# SEITE
-.-.-

Es gab weltweite Aufregung um ein Interview mit dem Papst, das er einem lokalen italienischen Sender gab. Darin ging es um die Bedeutung der Farbe Weiß in verschiedenen Kontexten. So wurde er auch zum Hissen einer weißen Fahne im Krieg gegen die Ukraine gefragt. Franziskus sagte, dass dies ein Zeichen von Stärke sei, da damit die Waffen niedergelegt und Verhandlungen gefordert werden.

Als dieser Teil des Interviews über weltweite Kanäle verbreitet wurde, gab es viel Unverständnis und zum Teil erheblichen Widerspruch. Wie kann der Papst die Ukraine zur Kapitulation aufrufen? (was er gar nicht tat). Warum nennt er nicht den eigentlichen Aggressor, und ruft Putin nicht zum Rückzug auf? (was er tatsächlich nicht tat). Warum äußert er sich so missverständlich, sollte er nicht besser beraten werden hinsichtlich der medialen Verbreitung seiner Botschaft? Ist der Papst weltfremd? Aus dem Vatikan folgten Erklärungen zu den Papstäußerungen: der Papst setze sich für Verhandlungen ein, damit der Krieg mit dem unsinnigen Morden aufhöre. Verhandlungen aber werden von beiden gegnerischen Seiten abgelehnt. Und der Krieg geht weiter.

In der neutestamentlichen Offenbarung des Johannes tritt der Erzengel Michael im eschatologischen Kontext als Bezwinger Satans auf. Michaelskirche im baden-württembergischen Asperg bei Ludwigsburg.

-.-.-

# MATERIAL

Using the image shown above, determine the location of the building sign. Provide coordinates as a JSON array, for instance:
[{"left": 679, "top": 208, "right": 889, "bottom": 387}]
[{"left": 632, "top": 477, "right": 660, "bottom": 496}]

-.-.-

# SCHRIFTLICHER AUFTRAG
Kannst du den oben stehenden Text über das Papstinterview vollständig und wortgetreu herausschreiben?

# LÖSUNG DER AUFGABE
Es gab weltweite Aufregung um ein Interview mit dem Papst, das er einem lokalen italienischen Sender gab. Darin ging es um die Bedeutung der Farbe Weiß in verschiedenen Kontexten. So wurde er auch zum Hissen einer weißen Fahne im Krieg gegen die Ukraine gefragt. Franziskus sagte, dass dies ein Zeichen von Stärke sei, da damit die Waffen niedergelegt und Verhandlungen gefordert werden.

Als dieser Teil des Interviews über weltweite Kanäle verbreitet wurde, gab es viel Unverständnis und zum Teil erheblichen Widerspruch. Wie kann der Papst die Ukraine zur Kapitulation aufrufen? (was er gar nicht tat). Warum nennt er nicht den eigentlichen Aggressor, und ruft Putin nicht zum Rückzug auf? (was er tatsächlich nicht tat). Warum äußert er sich so missverständlich, sollte er nicht besser beraten werden hinsichtlich der medialen Verbreitung seiner Botschaft? Ist der Papst weltfremd? Aus dem Vatikan folgten Erklärungen zu den Papstäußerungen: der Papst setze sich für Verhandlungen ein, damit der Krieg mit dem unsinnigen Morden aufhöre. Verhandlungen aber werden von beiden gegnerischen Seiten abgelehnt. Und der Krieg geht weiter.

In der neutestamentlichen Offenbarung des Johannes tritt der Erzengel Michael im eschatologischen Kontext als Bezwinger Satans auf. Michaelskirche im baden-württembergischen Asperg bei Ludwigsburg.